Count the lines in the data below that contain the word "Find". Reply with the number only.

--- Some records ---
════════════════

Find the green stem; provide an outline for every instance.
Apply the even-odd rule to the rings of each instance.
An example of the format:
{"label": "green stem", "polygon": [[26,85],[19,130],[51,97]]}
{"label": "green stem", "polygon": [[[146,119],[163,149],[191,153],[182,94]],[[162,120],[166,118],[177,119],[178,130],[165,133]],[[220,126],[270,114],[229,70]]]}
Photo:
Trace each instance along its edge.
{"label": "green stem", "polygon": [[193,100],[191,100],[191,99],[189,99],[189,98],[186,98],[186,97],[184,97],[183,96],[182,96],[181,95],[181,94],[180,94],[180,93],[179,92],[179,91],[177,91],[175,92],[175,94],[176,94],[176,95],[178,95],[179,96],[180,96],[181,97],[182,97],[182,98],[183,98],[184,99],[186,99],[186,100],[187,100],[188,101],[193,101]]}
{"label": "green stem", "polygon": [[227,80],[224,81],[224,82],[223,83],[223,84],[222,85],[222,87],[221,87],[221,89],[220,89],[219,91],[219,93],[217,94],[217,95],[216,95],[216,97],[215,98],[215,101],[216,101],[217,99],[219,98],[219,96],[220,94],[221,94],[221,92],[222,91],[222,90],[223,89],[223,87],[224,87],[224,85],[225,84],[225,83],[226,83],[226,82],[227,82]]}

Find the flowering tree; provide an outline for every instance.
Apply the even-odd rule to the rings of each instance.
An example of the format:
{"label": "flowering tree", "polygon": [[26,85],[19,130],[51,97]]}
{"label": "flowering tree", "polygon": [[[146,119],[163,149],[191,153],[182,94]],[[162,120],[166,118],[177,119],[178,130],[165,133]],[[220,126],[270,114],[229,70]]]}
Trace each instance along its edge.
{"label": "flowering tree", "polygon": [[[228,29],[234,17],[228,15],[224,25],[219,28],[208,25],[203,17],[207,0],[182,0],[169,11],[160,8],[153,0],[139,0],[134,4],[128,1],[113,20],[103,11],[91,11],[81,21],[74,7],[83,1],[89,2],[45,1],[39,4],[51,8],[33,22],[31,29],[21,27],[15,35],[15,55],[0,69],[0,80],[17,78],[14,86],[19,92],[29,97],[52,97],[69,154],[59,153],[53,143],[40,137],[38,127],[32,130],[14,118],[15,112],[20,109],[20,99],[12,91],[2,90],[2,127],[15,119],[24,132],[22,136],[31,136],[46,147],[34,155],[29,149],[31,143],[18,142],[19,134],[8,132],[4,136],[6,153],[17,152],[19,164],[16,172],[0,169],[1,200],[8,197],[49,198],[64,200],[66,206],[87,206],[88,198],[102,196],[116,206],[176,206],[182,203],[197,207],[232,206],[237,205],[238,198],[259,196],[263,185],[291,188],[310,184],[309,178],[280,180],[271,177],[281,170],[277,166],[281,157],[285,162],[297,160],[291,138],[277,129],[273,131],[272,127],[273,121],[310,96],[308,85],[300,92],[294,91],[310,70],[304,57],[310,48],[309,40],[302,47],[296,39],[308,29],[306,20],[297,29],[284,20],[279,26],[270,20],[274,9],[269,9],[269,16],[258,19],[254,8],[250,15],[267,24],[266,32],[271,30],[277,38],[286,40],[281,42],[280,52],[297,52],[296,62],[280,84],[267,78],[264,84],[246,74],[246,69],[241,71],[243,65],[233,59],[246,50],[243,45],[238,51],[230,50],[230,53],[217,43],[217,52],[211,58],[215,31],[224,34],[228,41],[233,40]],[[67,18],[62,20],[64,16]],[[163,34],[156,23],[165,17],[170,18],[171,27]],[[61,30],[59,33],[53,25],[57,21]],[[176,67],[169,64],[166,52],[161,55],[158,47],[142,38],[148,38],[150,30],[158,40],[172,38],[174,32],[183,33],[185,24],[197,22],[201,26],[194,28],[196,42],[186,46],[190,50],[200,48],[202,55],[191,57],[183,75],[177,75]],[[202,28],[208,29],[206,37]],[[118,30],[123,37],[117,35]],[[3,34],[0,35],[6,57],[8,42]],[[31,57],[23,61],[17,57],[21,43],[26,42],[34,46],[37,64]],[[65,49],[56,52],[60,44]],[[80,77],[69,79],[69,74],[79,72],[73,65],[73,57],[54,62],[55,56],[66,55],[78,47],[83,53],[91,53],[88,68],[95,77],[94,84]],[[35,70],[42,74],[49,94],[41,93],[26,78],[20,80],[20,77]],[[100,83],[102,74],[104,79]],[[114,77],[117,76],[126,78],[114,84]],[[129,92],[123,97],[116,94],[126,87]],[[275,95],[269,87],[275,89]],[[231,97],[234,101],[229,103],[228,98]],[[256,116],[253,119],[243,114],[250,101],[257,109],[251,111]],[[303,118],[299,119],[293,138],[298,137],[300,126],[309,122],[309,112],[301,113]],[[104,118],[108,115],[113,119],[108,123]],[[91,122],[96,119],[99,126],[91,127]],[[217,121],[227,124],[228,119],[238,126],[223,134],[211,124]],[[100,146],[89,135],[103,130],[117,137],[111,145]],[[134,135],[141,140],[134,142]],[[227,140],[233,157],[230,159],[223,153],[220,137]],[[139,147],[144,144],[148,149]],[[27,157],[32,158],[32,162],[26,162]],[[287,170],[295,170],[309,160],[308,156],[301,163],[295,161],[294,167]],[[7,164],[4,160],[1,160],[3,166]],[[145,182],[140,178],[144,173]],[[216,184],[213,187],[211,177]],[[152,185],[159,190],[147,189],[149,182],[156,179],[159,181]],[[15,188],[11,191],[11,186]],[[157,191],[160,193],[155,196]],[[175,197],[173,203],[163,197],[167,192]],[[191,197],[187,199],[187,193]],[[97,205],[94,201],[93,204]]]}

════════════════

--- ANSWER TO THIS EXERCISE ---
2